◆ **Written problem**
A verbatim copy of the records is required, with all pictures left out.
START Data to process
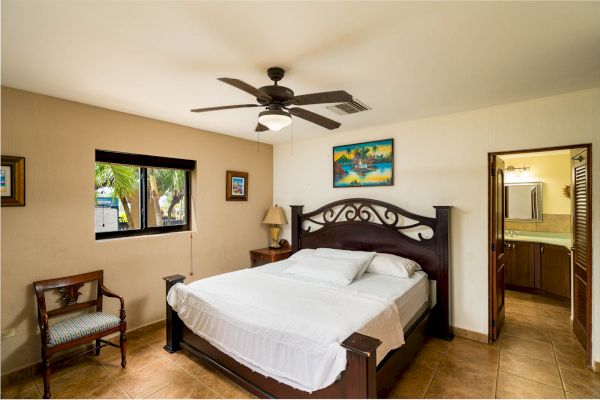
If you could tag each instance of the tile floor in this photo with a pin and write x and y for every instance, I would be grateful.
(536, 357)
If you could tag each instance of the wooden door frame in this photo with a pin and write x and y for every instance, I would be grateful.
(491, 155)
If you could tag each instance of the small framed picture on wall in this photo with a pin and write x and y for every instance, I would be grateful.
(364, 164)
(12, 181)
(236, 186)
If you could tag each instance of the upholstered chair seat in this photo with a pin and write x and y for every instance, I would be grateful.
(78, 324)
(74, 328)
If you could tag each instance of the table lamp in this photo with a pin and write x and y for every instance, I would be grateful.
(275, 217)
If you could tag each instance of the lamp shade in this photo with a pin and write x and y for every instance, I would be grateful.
(275, 216)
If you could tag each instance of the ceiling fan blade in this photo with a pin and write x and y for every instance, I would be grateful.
(224, 107)
(338, 96)
(260, 128)
(246, 88)
(315, 118)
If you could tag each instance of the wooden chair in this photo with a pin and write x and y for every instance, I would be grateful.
(82, 328)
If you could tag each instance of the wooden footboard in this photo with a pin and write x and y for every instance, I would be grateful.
(359, 380)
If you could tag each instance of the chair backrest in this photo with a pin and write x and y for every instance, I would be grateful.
(69, 287)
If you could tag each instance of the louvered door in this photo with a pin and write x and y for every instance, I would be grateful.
(581, 249)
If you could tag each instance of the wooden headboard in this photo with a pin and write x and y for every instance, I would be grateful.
(373, 225)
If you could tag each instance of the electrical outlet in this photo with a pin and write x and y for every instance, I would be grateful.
(6, 333)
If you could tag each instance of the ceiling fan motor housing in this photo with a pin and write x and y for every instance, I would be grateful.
(275, 73)
(279, 94)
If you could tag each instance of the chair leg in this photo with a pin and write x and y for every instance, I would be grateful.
(46, 377)
(123, 344)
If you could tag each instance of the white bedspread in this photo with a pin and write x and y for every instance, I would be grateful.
(282, 327)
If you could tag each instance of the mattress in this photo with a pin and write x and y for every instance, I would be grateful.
(409, 294)
(291, 328)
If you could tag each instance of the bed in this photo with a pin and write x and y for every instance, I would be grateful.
(373, 355)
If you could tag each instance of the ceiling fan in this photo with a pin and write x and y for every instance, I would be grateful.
(278, 99)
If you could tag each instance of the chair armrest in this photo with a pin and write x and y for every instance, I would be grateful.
(109, 293)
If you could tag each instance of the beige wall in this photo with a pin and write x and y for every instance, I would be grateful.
(53, 235)
(554, 171)
(443, 161)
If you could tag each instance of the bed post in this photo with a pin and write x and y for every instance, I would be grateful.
(296, 226)
(174, 324)
(361, 370)
(441, 322)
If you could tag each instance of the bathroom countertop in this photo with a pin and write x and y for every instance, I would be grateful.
(560, 239)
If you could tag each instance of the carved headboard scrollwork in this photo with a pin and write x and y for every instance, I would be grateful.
(373, 225)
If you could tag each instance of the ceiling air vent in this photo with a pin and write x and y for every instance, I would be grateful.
(349, 108)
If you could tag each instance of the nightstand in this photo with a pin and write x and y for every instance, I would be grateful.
(260, 257)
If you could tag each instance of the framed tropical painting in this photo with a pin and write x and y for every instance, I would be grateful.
(364, 164)
(12, 181)
(237, 186)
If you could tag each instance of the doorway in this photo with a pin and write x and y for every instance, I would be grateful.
(539, 243)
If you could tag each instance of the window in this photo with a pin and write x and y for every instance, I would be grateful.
(140, 195)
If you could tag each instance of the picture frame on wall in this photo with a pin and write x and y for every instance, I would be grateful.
(364, 164)
(236, 186)
(12, 181)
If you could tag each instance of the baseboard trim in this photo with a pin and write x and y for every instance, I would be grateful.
(471, 335)
(35, 369)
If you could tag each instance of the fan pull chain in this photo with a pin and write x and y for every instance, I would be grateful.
(292, 139)
(191, 253)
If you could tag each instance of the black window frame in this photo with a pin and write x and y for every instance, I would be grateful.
(144, 162)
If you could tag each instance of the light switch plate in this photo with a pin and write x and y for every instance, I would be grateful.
(7, 333)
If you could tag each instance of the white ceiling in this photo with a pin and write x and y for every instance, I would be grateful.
(548, 153)
(406, 60)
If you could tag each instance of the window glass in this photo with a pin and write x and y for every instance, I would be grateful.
(166, 197)
(117, 194)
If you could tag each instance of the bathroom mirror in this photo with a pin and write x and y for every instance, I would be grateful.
(523, 201)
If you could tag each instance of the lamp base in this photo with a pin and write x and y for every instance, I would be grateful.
(274, 234)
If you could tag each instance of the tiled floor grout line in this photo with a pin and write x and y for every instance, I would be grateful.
(196, 379)
(437, 369)
(562, 381)
(113, 379)
(497, 368)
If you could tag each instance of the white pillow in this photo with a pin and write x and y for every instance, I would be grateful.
(390, 264)
(365, 256)
(336, 270)
(300, 254)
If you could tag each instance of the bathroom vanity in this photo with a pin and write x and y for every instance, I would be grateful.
(538, 262)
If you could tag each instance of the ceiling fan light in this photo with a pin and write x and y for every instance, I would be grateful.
(274, 119)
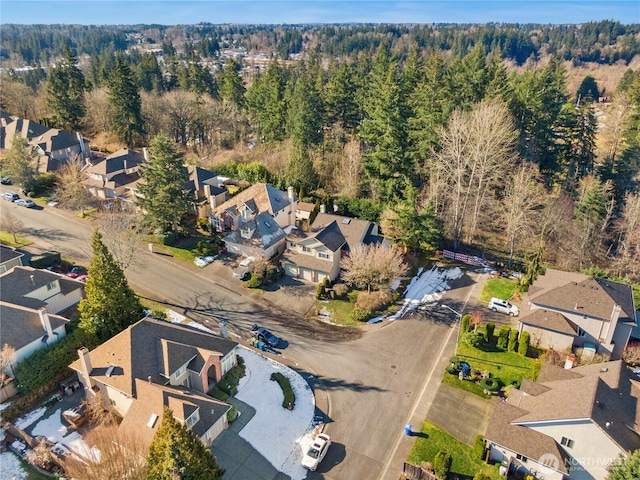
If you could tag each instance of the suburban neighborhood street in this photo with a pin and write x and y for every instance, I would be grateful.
(372, 377)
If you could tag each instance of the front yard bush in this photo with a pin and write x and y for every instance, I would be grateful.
(442, 464)
(373, 300)
(289, 396)
(361, 315)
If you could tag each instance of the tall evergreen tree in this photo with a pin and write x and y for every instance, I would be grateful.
(384, 130)
(19, 163)
(125, 103)
(176, 452)
(231, 85)
(65, 92)
(110, 305)
(164, 199)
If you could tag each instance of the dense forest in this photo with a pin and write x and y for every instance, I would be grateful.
(464, 136)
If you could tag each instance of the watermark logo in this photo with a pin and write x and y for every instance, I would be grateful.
(550, 460)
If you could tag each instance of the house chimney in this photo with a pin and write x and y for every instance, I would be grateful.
(85, 361)
(46, 322)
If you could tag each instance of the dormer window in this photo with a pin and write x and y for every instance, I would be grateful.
(193, 418)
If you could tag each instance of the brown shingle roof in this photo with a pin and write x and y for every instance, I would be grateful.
(137, 352)
(549, 321)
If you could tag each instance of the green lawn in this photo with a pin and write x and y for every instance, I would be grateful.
(465, 385)
(433, 439)
(340, 309)
(7, 239)
(498, 287)
(503, 365)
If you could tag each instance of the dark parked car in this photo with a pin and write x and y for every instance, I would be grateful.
(265, 336)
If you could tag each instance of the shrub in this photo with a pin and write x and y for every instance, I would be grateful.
(289, 396)
(473, 339)
(503, 336)
(481, 476)
(490, 328)
(255, 281)
(490, 384)
(361, 315)
(478, 447)
(513, 340)
(523, 346)
(340, 289)
(45, 260)
(465, 323)
(442, 464)
(232, 414)
(373, 300)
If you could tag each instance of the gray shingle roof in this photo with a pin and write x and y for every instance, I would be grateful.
(137, 350)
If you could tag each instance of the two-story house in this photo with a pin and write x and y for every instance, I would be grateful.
(255, 218)
(112, 176)
(155, 364)
(32, 306)
(314, 255)
(563, 310)
(570, 424)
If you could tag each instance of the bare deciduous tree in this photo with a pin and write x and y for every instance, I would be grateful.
(522, 196)
(121, 234)
(11, 224)
(73, 193)
(7, 357)
(114, 454)
(373, 266)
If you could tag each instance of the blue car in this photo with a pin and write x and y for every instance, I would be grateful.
(265, 336)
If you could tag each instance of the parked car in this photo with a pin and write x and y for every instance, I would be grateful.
(243, 270)
(25, 202)
(265, 336)
(502, 306)
(316, 452)
(11, 196)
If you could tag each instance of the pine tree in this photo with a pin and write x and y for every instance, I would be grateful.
(110, 305)
(65, 92)
(164, 199)
(232, 87)
(176, 452)
(125, 103)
END Data to process
◆ **Exercise solution**
If you could tag each instance of the tile floor in this photo with a pin and write x and y for every instance, I would be grateful.
(536, 357)
If you could tag each instance of the wooden door frame in this photo with a pin and write x and y for every instance, I would be grateful.
(491, 155)
If you could tag each instance of the small framed picture on wall in this photo with a pin and write x and y for every instance, I would be grateful.
(364, 164)
(12, 181)
(236, 186)
If you could tag each instance of the upholstered chair seat in this photo with a pin and write x and y for every instance, I would be grateful.
(78, 324)
(74, 328)
If you could tag each instance of the table lamp in this photo with a pin and write x and y for every instance, I would be grateful.
(275, 217)
If you could tag each instance of the lamp shade in this photo with a pin and write x and y for every instance, I would be grateful.
(275, 216)
If you could tag each instance of the ceiling fan blade in this photo with a pin and write x and y for every instance, I would be grateful.
(224, 107)
(338, 96)
(260, 128)
(246, 88)
(315, 118)
If you could tag each instance of the wooden chair in this photo with a pin and write x and y for every instance, I would be grateful.
(82, 328)
If you could tag each instance of the wooden footboard in this photo with a pin and write x and y for every instance, I would be grateful.
(359, 380)
If you could tag each instance of the chair backrest in this photo with a pin and write x and y for every instance, I would be grateful.
(69, 287)
If you could tag each instance of the louvered door in this photo with a pin and write x and y for every instance, I would be grateful.
(581, 249)
If you could tag each instance of the wooden headboard in this photo with a pin and write x and y for every instance, I would be grateful.
(373, 225)
If you could tag each instance of the electrical outlet in this photo with a pin and write x and y for every instance, I would be grateful.
(6, 333)
If you could tag each instance of the ceiling fan motor housing in this photo with a pin and write x and y for every instance, I would be grateful.
(275, 73)
(279, 94)
If you could tag each instance of the chair leg in this photo with a pin and write x and y for every instance, I would be grateful.
(46, 377)
(123, 344)
If you could tag each instance of the white bedspread in this photo with a pin and write x and y for every instance, I would be grateful.
(282, 327)
If you could tag each instance of the mattress in this photo with a pin and write x and y for every instance, I would be grateful.
(409, 294)
(291, 328)
If you could tag each instance of the bed in this photo with a pin and write x and y for every instance, I would be grateful.
(373, 355)
If you could tag each instance of the ceiling fan in this photo with a pin and write x and y for every instance, I would be grateful.
(278, 99)
If you could tag each instance of the chair armrest in this photo with a pin and write x and y for every instance, I would be grateful.
(109, 293)
If you could tag each instance of the beige wall in this photo with a pin and write x and y for every instance, I would be grateful.
(53, 235)
(554, 171)
(443, 161)
If you could tag each instance of the bed post in this photo with a pin and write x and y for every instance, I would be grateful.
(296, 226)
(174, 324)
(361, 370)
(441, 322)
If you could tag each instance of the bathroom countertop in this photo with a pin and write x and y for every instance, I would be grateful.
(560, 239)
If you could tag each instance of the carved headboard scrollwork in this photo with a pin and write x and y for every instance, I would be grateful.
(373, 225)
If you could tag each instance of the ceiling air vent in this photo with a pin and write x and y for every instance, I would be grateful.
(349, 108)
If you could tag each instance of the nightstand in this photo with a pin and write x and y for every instance, I would be grateful.
(260, 257)
If you could tag each instance of the framed tropical painting in this photo with a pin and write x and y for every instance, I would be grateful.
(364, 164)
(12, 181)
(237, 186)
If you could tag each instance of the doorway in this photo with a pin and write x and y for every instance, I would be grateful.
(539, 243)
If you could tag each instance of the window in this photo with a pin and write x and y for every instance, I would be grateful.
(140, 195)
If you could tag each instance of the picture frame on wall in this photo with a pin and write x and y for every instance, I would be grateful.
(364, 164)
(236, 186)
(12, 181)
If you could tag each instance of the baseboard trim in this photo with a pin and write x and y for every instance, I would be grateful.
(471, 335)
(35, 369)
If you could tag each instance of the fan pull chain in this photo with a pin and write x and y for every instance, I would be grateful.
(292, 139)
(191, 253)
If you could tag each instance of the black window frame in this photo with a pin and write x and y for every instance, I would be grateful.
(144, 162)
If you could tag each instance of the light switch plate in this photo with a pin and write x and y for every instance, I would be grateful.
(7, 333)
If you could tag each instance of the white ceiling in this photo with a pin and write x and y for every instance, I would be grateful.
(548, 153)
(406, 60)
If you could tag each instance of the window glass in this photo with a pin and write x and y for every instance, I would be grateful.
(166, 197)
(117, 194)
If you could tag each instance of the bathroom mirror in this photo with a pin and write x and y for every instance, I would be grateful.
(523, 201)
If you could tag each instance of the lamp base in this photo with a pin and write x and y for every instance, I would be grateful.
(274, 234)
If you could tag each instance of the tiled floor grout line in this photo with a pin and write x and y for every instance, I would be grateful.
(196, 379)
(437, 369)
(562, 381)
(113, 379)
(497, 368)
If you could tag each instance of the white pillow in this photo with a pin and write x and y for every instance, I would be grateful.
(390, 264)
(365, 256)
(336, 270)
(300, 254)
If you could tag each instance of the bathroom vanity in this photo with a pin and write x and y for every instance, I would be grateful.
(538, 262)
If you could tag each instance of the ceiling fan light in this photo with a pin and write x and y for every instance, I would be grateful.
(274, 119)
If you could tag each instance of the suburban neighborhood street in this photo with a pin and write x and y for every instance, I would be grateful.
(372, 377)
If you could tag each instance of the front yard bush in this photo with a pin and write x and y for every instance, I would be grateful.
(442, 464)
(373, 300)
(289, 396)
(361, 315)
If you could tag each instance of the tall evergreen tree in this photo with a pin and write x and y for every instance, I would be grateful.
(384, 130)
(19, 163)
(125, 103)
(176, 452)
(231, 85)
(65, 92)
(110, 305)
(164, 199)
If you could tag each instance of the dense forest in this photo with a pin and write x and y for every instance, I would be grateful.
(464, 136)
If you could tag each instance of the watermark logo in this photo with a pin and write x and y for every instance, I would be grateful.
(550, 460)
If you could tag each instance of the house chimney in this photo with a pin and write x and y for every instance, I would be grateful.
(85, 361)
(46, 322)
If you could tag each instance of the dormer window in this photo with a pin and write x and y for every instance, I would be grateful.
(193, 418)
If you could tag each instance of the brown shingle roof in this photo with a pin and write x and y for every instance, I would be grateful.
(137, 352)
(549, 321)
If you could tag each instance of the green lawn in this photo with a pin and write x and y for every instance, I would be grateful.
(465, 385)
(433, 439)
(340, 309)
(7, 239)
(498, 287)
(503, 365)
If you could tag each instance of the dark parked car in this photo with a pin and write x and y for every instance, I would be grateful.
(265, 336)
If you could tag each instance of the shrub in this photo with a pin and write x and y for every instance, I would be grateful.
(289, 396)
(473, 339)
(503, 336)
(481, 476)
(490, 328)
(255, 281)
(490, 384)
(361, 315)
(478, 447)
(513, 340)
(523, 346)
(340, 289)
(45, 260)
(465, 323)
(442, 464)
(232, 414)
(373, 300)
If you could tag each instance of the gray shingle roof in this photo with a pin and write x and y for every instance, I would be grateful.
(137, 350)
If you could tag each instance of the two-story house in this photo with a pin and write x and y for every instance, I would be grateful.
(255, 218)
(112, 176)
(155, 364)
(32, 306)
(314, 255)
(563, 310)
(570, 424)
If you could tag each instance of the bare deciduous tree in this photo with a pin and write x and y for every instance, I would be grateful.
(522, 196)
(121, 234)
(11, 224)
(73, 193)
(7, 357)
(114, 454)
(373, 266)
If you could tag each instance of the blue car in this photo with a pin and write x and y for every instance, I would be grateful.
(265, 336)
If you could tag each instance of the parked car in this photo with a pin and write x and y for every instance, I would be grateful.
(243, 270)
(25, 202)
(265, 336)
(502, 306)
(316, 452)
(11, 196)
If you could tag each instance of the pine tree in this photo with a pin and write x and y for every instance, I would be grateful.
(110, 305)
(65, 92)
(164, 199)
(232, 87)
(176, 452)
(125, 103)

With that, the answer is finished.